Dröhnende Rotoren. Geringe Sicht. Beißende Kälte. Walfett und Fliegerjacken schützen leidlich. Unten verschwimmt die verwüstete Erde. Immer und immer wieder umgepflügt durch tausende Artilleriegranaten. Dem Gegner ergeht es nicht besser. Nach der Sichtung versuchen die Piloten einander auszumanövrieren, indem sie ihre Doppeldecker enge Kreise ziehen lassen. Die Erfindung des „Dogfights“. Der glückliche Überlebende kehrt auf seinen Feldflugplatz zurück, wo Mechaniker das Flugzeug warten und die Ordonnanz im Offizierskasino das späte Frühstück vorbereitet.

120 Jahre nach dem ersten Motorflug der Gebrüder Wright in Ohio und etwas mehr als 100 Jahre nach der Geburtsstunde des Luftkrieges liegen die Ähnlichkeiten nur noch im Bodenkampf – zumindest was die zweite Phase des Krieges in der Ukraine betrifft. Der Luftkrieg, auch der bemannte, ist ein dreidimensionales Schachspiel auf mehreren Feldern: Daten, elektronische Kampfführung, Täuschung und Gegentäuschung entscheiden das Gefecht. Ritterlichkeit oder „Fair Play“ unter Gentlemen sind Schwerpunktbildung und „Salvenmodellen“ gewichen.

Dabei ist der Luftkrieg zwischen der Ukraine und Russland keineswegs ausschließlich „Beyond Visual Range“, also außerhalb der Sichtweite. Vor allem die Ukrainer sind noch auf „Within Visual Range“, innerhalb der Sichtweite, angewiesen. „Fire and Forget“ (Feuern und Vergessen) können nur die Russen. Und keine Seite setzt Tarnkappenflugzeuge ein. Man stelle sich angesichts dessen die Komplexität eines Luftkrieges zwischen den USA und China vor. Oder besser nicht. Mathematik, Physik und Informationstechnologie mögen den Luftkrieg der Zukunft entscheiden, aber die Männer finden ihr Grab immer noch in Särgen aus deformiertem Metall.

DATENZEILEN

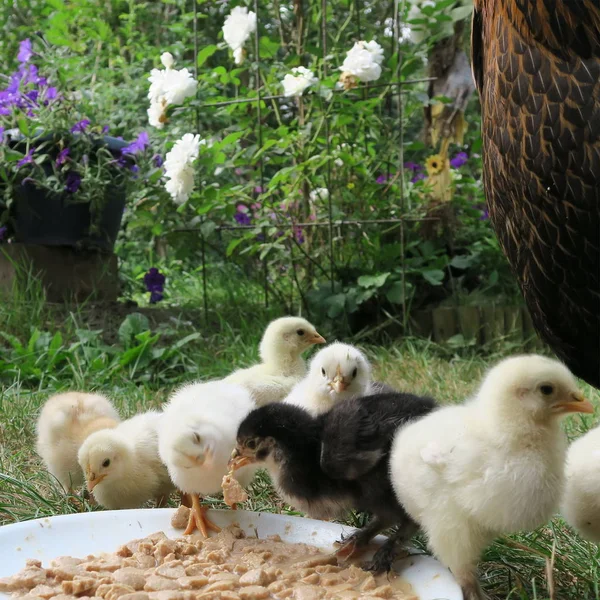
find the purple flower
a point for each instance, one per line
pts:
(27, 159)
(80, 126)
(138, 145)
(412, 166)
(459, 160)
(25, 51)
(61, 159)
(154, 281)
(72, 182)
(242, 218)
(50, 93)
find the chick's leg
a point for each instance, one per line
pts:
(354, 543)
(198, 518)
(458, 545)
(391, 550)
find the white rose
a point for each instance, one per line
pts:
(237, 29)
(363, 61)
(166, 58)
(156, 115)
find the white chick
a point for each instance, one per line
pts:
(338, 372)
(122, 466)
(282, 365)
(196, 438)
(581, 501)
(65, 421)
(492, 466)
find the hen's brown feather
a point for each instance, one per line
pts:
(536, 64)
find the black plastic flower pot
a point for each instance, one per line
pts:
(47, 218)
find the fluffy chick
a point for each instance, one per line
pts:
(65, 421)
(293, 445)
(196, 438)
(492, 466)
(281, 365)
(122, 466)
(581, 501)
(338, 372)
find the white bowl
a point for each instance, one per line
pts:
(89, 533)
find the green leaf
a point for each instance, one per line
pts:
(434, 276)
(233, 245)
(373, 280)
(205, 54)
(461, 262)
(132, 326)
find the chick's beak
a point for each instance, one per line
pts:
(576, 403)
(317, 339)
(339, 384)
(237, 460)
(93, 480)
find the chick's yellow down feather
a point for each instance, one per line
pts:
(492, 466)
(281, 365)
(581, 502)
(65, 421)
(122, 466)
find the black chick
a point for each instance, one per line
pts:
(292, 445)
(357, 437)
(287, 439)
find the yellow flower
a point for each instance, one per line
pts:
(435, 164)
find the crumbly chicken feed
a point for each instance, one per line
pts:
(228, 566)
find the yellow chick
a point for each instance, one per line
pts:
(122, 466)
(65, 421)
(581, 502)
(492, 466)
(282, 365)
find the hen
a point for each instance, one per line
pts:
(494, 465)
(536, 64)
(281, 366)
(65, 421)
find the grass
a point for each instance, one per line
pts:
(47, 349)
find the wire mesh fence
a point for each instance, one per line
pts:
(332, 238)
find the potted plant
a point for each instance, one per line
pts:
(63, 180)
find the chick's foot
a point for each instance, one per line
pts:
(392, 549)
(198, 519)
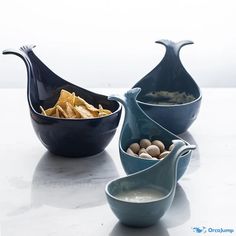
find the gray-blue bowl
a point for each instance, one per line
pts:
(137, 125)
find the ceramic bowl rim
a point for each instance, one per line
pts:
(199, 98)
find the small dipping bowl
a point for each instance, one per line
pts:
(65, 137)
(141, 199)
(170, 75)
(137, 125)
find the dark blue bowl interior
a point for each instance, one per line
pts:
(66, 137)
(170, 75)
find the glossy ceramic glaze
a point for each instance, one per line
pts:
(162, 175)
(66, 137)
(170, 75)
(137, 125)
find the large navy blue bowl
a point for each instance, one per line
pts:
(66, 137)
(170, 75)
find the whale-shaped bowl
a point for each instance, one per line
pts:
(65, 137)
(170, 75)
(137, 125)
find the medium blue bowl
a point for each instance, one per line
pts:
(137, 125)
(170, 75)
(65, 137)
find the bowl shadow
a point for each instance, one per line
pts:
(72, 182)
(179, 211)
(157, 229)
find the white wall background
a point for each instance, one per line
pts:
(107, 43)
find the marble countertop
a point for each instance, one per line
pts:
(43, 194)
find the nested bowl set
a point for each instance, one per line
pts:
(150, 113)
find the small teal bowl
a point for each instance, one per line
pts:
(137, 125)
(170, 75)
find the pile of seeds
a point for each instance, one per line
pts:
(149, 149)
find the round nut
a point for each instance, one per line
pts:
(144, 143)
(142, 150)
(130, 152)
(153, 150)
(159, 144)
(134, 147)
(163, 154)
(146, 156)
(171, 147)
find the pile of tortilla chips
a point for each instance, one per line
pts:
(71, 106)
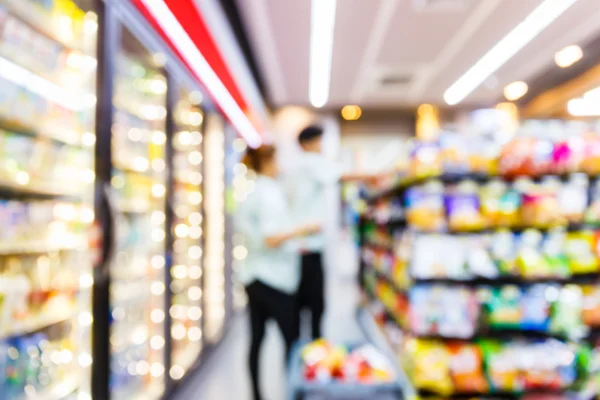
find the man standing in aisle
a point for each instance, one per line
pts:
(309, 181)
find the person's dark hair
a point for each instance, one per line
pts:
(255, 159)
(310, 133)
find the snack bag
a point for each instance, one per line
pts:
(503, 250)
(591, 306)
(531, 262)
(573, 198)
(580, 248)
(462, 208)
(592, 214)
(502, 371)
(541, 207)
(425, 207)
(568, 155)
(567, 312)
(535, 309)
(552, 250)
(458, 313)
(479, 259)
(503, 308)
(591, 160)
(466, 369)
(430, 366)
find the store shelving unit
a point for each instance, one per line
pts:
(47, 73)
(393, 282)
(102, 203)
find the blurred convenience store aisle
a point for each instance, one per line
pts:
(225, 375)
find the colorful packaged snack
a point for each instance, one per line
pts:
(573, 198)
(580, 248)
(540, 207)
(591, 160)
(503, 250)
(479, 259)
(552, 250)
(592, 214)
(466, 369)
(462, 208)
(590, 312)
(429, 364)
(531, 262)
(502, 371)
(568, 155)
(458, 313)
(503, 307)
(567, 312)
(425, 207)
(535, 309)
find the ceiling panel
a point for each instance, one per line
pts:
(418, 37)
(414, 44)
(355, 20)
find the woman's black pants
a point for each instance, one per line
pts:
(265, 303)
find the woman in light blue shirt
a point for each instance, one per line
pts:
(271, 273)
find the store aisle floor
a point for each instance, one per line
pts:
(225, 376)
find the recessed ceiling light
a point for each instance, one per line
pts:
(506, 48)
(568, 56)
(351, 112)
(321, 50)
(516, 90)
(583, 108)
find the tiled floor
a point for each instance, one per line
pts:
(225, 375)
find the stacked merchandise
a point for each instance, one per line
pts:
(47, 74)
(186, 308)
(138, 180)
(487, 258)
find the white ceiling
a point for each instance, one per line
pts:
(378, 38)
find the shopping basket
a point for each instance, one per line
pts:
(300, 389)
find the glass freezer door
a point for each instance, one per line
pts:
(186, 272)
(137, 287)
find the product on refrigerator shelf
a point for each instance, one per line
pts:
(540, 206)
(466, 368)
(592, 213)
(503, 309)
(580, 248)
(567, 312)
(462, 208)
(425, 207)
(325, 362)
(573, 198)
(590, 312)
(568, 155)
(429, 366)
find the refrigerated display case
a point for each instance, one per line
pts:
(47, 99)
(214, 277)
(137, 288)
(187, 231)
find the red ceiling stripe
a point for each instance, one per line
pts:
(190, 19)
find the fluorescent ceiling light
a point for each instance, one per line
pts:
(593, 94)
(321, 50)
(506, 48)
(516, 90)
(583, 108)
(40, 86)
(179, 37)
(568, 56)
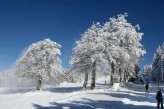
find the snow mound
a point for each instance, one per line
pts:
(118, 86)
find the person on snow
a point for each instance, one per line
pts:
(159, 98)
(146, 88)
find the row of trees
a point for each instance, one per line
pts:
(116, 44)
(113, 49)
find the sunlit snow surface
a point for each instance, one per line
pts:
(73, 96)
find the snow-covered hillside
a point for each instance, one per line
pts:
(73, 96)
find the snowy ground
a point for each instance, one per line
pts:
(73, 96)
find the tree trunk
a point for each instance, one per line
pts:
(86, 80)
(39, 83)
(93, 76)
(120, 72)
(112, 74)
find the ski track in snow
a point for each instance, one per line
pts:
(102, 97)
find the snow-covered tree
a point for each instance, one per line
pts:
(123, 47)
(40, 62)
(147, 72)
(87, 53)
(158, 64)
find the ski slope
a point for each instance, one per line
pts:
(73, 96)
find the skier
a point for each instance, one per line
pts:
(159, 98)
(146, 88)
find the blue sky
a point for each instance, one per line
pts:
(23, 22)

AUFGABEN
a) Beantworte anhand des Textes über den Luftkrieg die folgenden Fragen:
(i) Was schützt die Piloten der Doppeldecker leidlich?
(ii) Wo fand der erste Motorflug der Gebrüder Wright statt?
(iii) Welche Seite beherrscht laut Text „Fire and Forget“?
b) Aktualisiere im Text über den Luftkrieg den Abschnitt, der mit den Worten „Dabei ist der“ beginnt und mit „aus deformiertem Metall.“ endet, und setze dabei „Stealth-Flugzeuge“ an die Stelle von „Tarnkappenflugzeuge“.
Die Daten stehen in keinem Zusammenhang mit dem Text über den Luftkrieg.

ERGEBNISSE JE AUFGABE
a)
(i) Walfett und Fliegerjacken
(ii) In Ohio
(iii) Nur die Russen

b)
Dabei ist der Luftkrieg zwischen der Ukraine und Russland keineswegs ausschließlich „Beyond Visual Range“, also außerhalb der Sichtweite. Vor allem die Ukrainer sind noch auf „Within Visual Range“, innerhalb der Sichtweite, angewiesen. „Fire and Forget“ (Feuern und Vergessen) können nur die Russen. Und keine Seite setzt Stealth-Flugzeuge ein. Man stelle sich angesichts dessen die Komplexität eines Luftkrieges zwischen den USA und China vor. Oder besser nicht. Mathematik, Physik und Informationstechnologie mögen den Luftkrieg der Zukunft entscheiden, aber die Männer finden ihr Grab immer noch in Särgen aus deformiertem Metall.